▶ Information

>>>>>

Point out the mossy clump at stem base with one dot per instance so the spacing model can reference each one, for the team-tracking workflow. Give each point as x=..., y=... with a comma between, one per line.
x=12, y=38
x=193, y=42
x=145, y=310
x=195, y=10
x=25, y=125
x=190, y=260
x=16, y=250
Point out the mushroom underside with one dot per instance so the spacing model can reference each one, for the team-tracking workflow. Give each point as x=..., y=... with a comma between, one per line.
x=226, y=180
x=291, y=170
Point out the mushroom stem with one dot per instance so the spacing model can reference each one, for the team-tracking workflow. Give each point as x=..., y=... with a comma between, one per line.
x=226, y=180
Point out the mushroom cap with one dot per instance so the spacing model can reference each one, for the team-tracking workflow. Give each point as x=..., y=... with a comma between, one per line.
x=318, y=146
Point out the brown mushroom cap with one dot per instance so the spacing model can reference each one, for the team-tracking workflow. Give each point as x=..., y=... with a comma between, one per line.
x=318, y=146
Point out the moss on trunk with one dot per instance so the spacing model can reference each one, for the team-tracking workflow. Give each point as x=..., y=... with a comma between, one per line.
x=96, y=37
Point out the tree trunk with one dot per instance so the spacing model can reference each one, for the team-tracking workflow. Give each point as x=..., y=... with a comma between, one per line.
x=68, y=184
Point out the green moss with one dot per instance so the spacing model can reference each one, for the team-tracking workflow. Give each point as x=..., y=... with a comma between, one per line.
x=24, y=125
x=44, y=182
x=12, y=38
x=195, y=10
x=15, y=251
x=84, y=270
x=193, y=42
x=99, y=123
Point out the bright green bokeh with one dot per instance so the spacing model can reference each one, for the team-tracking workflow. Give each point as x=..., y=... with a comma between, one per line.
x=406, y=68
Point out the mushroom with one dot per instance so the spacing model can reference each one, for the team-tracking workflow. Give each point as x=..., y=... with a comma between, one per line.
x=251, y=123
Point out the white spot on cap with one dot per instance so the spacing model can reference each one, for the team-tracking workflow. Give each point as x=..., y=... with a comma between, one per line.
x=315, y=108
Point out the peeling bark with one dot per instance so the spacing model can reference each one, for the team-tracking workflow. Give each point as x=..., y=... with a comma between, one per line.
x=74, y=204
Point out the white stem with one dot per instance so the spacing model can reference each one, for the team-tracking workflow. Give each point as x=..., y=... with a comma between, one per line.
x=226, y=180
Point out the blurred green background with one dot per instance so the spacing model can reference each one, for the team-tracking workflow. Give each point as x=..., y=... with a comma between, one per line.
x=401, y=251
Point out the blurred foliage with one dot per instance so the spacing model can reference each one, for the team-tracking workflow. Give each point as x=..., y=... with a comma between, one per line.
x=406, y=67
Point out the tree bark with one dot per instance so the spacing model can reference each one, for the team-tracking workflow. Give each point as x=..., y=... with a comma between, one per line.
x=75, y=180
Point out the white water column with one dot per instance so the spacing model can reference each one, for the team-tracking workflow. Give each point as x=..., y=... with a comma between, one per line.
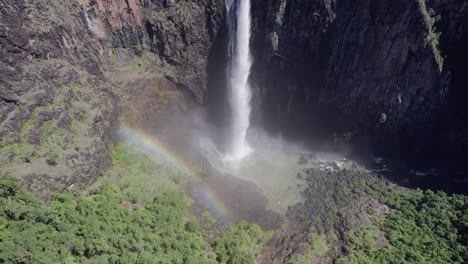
x=240, y=62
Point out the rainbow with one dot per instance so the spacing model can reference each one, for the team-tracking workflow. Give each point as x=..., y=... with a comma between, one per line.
x=159, y=150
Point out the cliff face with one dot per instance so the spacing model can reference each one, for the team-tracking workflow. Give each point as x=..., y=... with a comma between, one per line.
x=180, y=32
x=58, y=102
x=368, y=70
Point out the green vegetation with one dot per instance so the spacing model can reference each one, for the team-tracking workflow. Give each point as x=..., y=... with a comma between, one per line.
x=139, y=50
x=433, y=36
x=317, y=245
x=422, y=227
x=126, y=217
x=240, y=244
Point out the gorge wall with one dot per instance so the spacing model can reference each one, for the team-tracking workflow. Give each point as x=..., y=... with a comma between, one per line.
x=61, y=88
x=379, y=74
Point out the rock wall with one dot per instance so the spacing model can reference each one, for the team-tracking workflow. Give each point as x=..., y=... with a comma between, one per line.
x=58, y=102
x=376, y=73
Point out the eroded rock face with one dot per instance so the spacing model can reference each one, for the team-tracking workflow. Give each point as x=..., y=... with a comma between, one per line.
x=180, y=32
x=328, y=66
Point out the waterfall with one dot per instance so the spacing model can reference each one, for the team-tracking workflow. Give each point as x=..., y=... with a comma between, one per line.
x=238, y=71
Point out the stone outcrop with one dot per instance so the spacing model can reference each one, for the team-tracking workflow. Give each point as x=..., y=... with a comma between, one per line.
x=58, y=102
x=378, y=71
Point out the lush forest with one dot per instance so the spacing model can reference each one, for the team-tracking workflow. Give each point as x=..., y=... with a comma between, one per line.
x=122, y=220
x=422, y=227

<<<<<

▶ Task statement
Omit every picture while copying the listing above exactly.

▶ Answer area
Point out the mossy clump at stem base with one dot per instance so the spacing model can reference each one, for the team-tracking workflow. Give each point as x=..., y=... with a comma between, one per line.
x=12, y=38
x=193, y=42
x=145, y=310
x=195, y=10
x=25, y=125
x=190, y=260
x=16, y=250
Point out the mushroom underside with one dot per instance so the spacing model can reference each one, for the team-tracking workflow. Give each point as x=..., y=... with a comma between, one per line.
x=226, y=180
x=291, y=170
Point out the mushroom stem with one dot per instance so the spacing model can reference each one, for the team-tracking workflow. Give each point as x=..., y=... with a comma between, one per line.
x=226, y=180
Point out the mushroom cap with one dot per instance so the spacing model can reference each one, for the team-tracking workflow. Give each point as x=..., y=... with a comma between, one per line.
x=318, y=146
Point out the brown mushroom cap with one dot per instance so the spacing model can reference each one, for the team-tracking workflow. Give each point as x=..., y=... with a comma between, one per line.
x=318, y=146
Point out the moss on trunk with one dot per instance so the spacing model can reference each one, for the team-tracking workflow. Give each point as x=..., y=... with a comma between, one per line.
x=96, y=37
Point out the tree trunk with one dot per instance so the spacing model can reference each one, for the team-tracking workflow. Give each point as x=..., y=... with a comma between, one per line.
x=68, y=184
Point out the green moss with one dot per instance so the spacing model can reference each one, for the team-tracking workflow. Give each point as x=..., y=... with a comma between, one per line.
x=24, y=125
x=44, y=182
x=12, y=38
x=195, y=10
x=15, y=251
x=84, y=270
x=193, y=42
x=99, y=123
Point out the bright green bokeh with one dot per instance so the spacing model can reference each one, for the team-tracking workflow. Give each point as x=..., y=... with a comma between, one per line.
x=406, y=68
Point out the mushroom with one dot per instance so the spacing model can reference each one, for the team-tracking workflow. Give each point as x=..., y=... with a comma between, one per line.
x=251, y=123
Point out the white spot on cap with one dot per instance so the spacing model can reference each one, for the team-tracking workflow. Give each point as x=..., y=... with a comma between, one per line.
x=315, y=108
Point out the peeling bark with one dot per instance so the spacing model can reference each one, for the team-tracking workflow. Give each point as x=..., y=... with a comma between, one per line.
x=74, y=204
Point out the white stem with one dot per instance so the spacing model can reference each one, for the team-tracking workflow. Give each point as x=..., y=... with a comma between, one per line.
x=226, y=180
Point out the blurred green background with one dot per instance so the spacing model can reference each one, for the team-tracking workflow. Give each point as x=..., y=... with a comma between, one per line.
x=401, y=251
Point out the blurred foliage with one dot per instance so the spacing model can reference each one, for the team-tracking workflow. Give each point as x=..., y=... with a comma between, one per line.
x=406, y=67
Point out the tree bark with one dot per instance so the spacing model can reference each one, for the team-tracking workflow. Give each point as x=..., y=... with a comma between, one per line.
x=75, y=180
Point out the white water column with one dot per instance so the spacing model can reference each one, for the team-tracking workflow. Give each point as x=..., y=... with a comma between, one per line.
x=240, y=62
Point out the rainbow with one dot per instance so the spacing model can reference each one, for the team-tracking workflow. Give each point as x=..., y=... with a comma between, one per line.
x=159, y=150
Point out the cliff face with one dot per instance so the spacing model can reference each one, for the team-tracking workflow. Give each point as x=..., y=... with a comma between, one per line.
x=180, y=32
x=58, y=102
x=368, y=70
Point out the green vegetation with one dot per instance so the spacing model can reference each one, for the team-tracking workflow. Give each point as x=..., y=... with a comma between, one per line.
x=139, y=50
x=433, y=36
x=317, y=245
x=422, y=227
x=126, y=217
x=240, y=244
Point out the gorge wall with one dot per instance so the spacing model can reference each one, for the team-tracking workflow. Give each point as x=..., y=... with a comma between, one per line.
x=61, y=88
x=379, y=74
Point out the rock wall with one dot per instance so the spacing model can reference each one, for the team-tracking workflow. Give each point as x=..., y=... with a comma between, one per line.
x=58, y=102
x=376, y=73
Point out the eroded rock face with one dot per instance so the spacing model can reference each one, for the team-tracking workflow. Give each point as x=..., y=... with a comma between, one per line.
x=180, y=32
x=328, y=66
Point out the waterfall with one dot per instance so the spacing model can reference each one, for the team-tracking workflow. Give each point as x=..., y=... with a comma between, one per line.
x=238, y=71
Point out the stone outcrop with one dot per instance so the spacing model can reference each one, for the team-tracking workflow. Give each point as x=..., y=... with a comma between, one per line.
x=58, y=102
x=378, y=71
Point out the lush forest with one dot per instance so the spacing model can reference each one, for the team-tracking workflow. Give each point as x=..., y=... with a comma between, one per line.
x=122, y=220
x=422, y=227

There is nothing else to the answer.